◆ Consigne A:
Reprenez mot pour mot le passage du texte sur la négociation collective dans les TPE qui commence par « A l'heure où » et se poursuit jusqu'à « selon les effectifs. ».

Par Aurélie Cormier Le Goff le 17.07.2018 à 12h00
Dans
un tiers des TPE, alors même qu’il n’y existe aucune forme de représentation du
personnel, les salariés sont associés aux prises de décision en matière de
salaire, d’emploi ou de temps travail. Aurélie Cormier Le Goff, avocat
associé, Flichy Grangé Avocats partenaire de Challenges explique les modalités
de négociations.
Traditionnellement,
les accords collectifs ne pouvaient être conclus qu'avec des délégués syndicaux
désignés par une organisation syndicale représentative dans les entreprises
d'au moins 50 salariés. Aujourd'hui, le dialogue social n'est plus l'apanage des
grandes entreprises : dans près d'un tiers des TPE, alors même qu'il n'y
existe aucune forme de représentation du personnel, les salariés sont de fait
associés aux prises de décision en matière de salaire, d'emploi ou de temps
travail (Enquête Darès, mai 2018).
A l'heure où le législateur consacre l'accord collectif d'entreprise comme la
clef de voûte des règles de droit du travail, il a également ouvert la
possibilité de conclure de tels accords dans toutes les entreprises, quelle que
soit leur taille. L'ordonnance Macron du 22 septembre 2017 sur le renforcement
de la négociation collective a simplifié et élargi les règles de négociation
sans délégués syndicaux dans les TPE et les PME, en distinguant les procédures
à suivre selon les effectifs.
Négocier
dans les entreprises de 2 à 10 salariés
Dans ces entreprises, aucune représentation du
personnel n'existe (le conseil social et économique qui remplace désormais le
comité d'entreprise et les délégués du personnel n'est obligatoire qu'à partir
de 11 salariés). Ce peut aussi être le cas des entreprises entre 11 et 20
salariés dans lesquelles l'élection d'un CSE a été organisée mais aucun
candidat ne s'est présenté.

◆ Consigne B:
Recopiez à l'identique les entrées ci-dessous, de la ligne qui contient « the wooden post » jusqu'à la dernière ligne des entrées, ces deux lignes comprises.

◆ Entrées d'un jeu de données de pointage:
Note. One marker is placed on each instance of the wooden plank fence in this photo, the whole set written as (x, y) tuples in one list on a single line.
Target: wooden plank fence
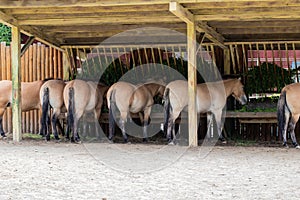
[(39, 62)]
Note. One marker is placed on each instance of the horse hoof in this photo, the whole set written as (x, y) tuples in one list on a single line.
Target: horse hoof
[(3, 137), (145, 140), (58, 140), (110, 141)]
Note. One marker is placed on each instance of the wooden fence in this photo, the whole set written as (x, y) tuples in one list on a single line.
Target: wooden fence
[(39, 62), (238, 60)]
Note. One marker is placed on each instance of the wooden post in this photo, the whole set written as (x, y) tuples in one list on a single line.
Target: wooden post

◆ Réponse attendue A:
A l'heure où le législateur consacre l'accord collectif d'entreprise comme la
clef de voûte des règles de droit du travail, il a également ouvert la
possibilité de conclure de tels accords dans toutes les entreprises, quelle que
soit leur taille. L'ordonnance Macron du 22 septembre 2017 sur le renforcement
de la négociation collective a simplifié et élargi les règles de négociation
sans délégués syndicaux dans les TPE et les PME, en distinguant les procédures
à suivre selon les effectifs.

◆ Réponse attendue B:
Note. One marker is placed on each instance of the wooden post in this photo, the whole set written as (x, y) tuples in one list on a single line.
Target: wooden post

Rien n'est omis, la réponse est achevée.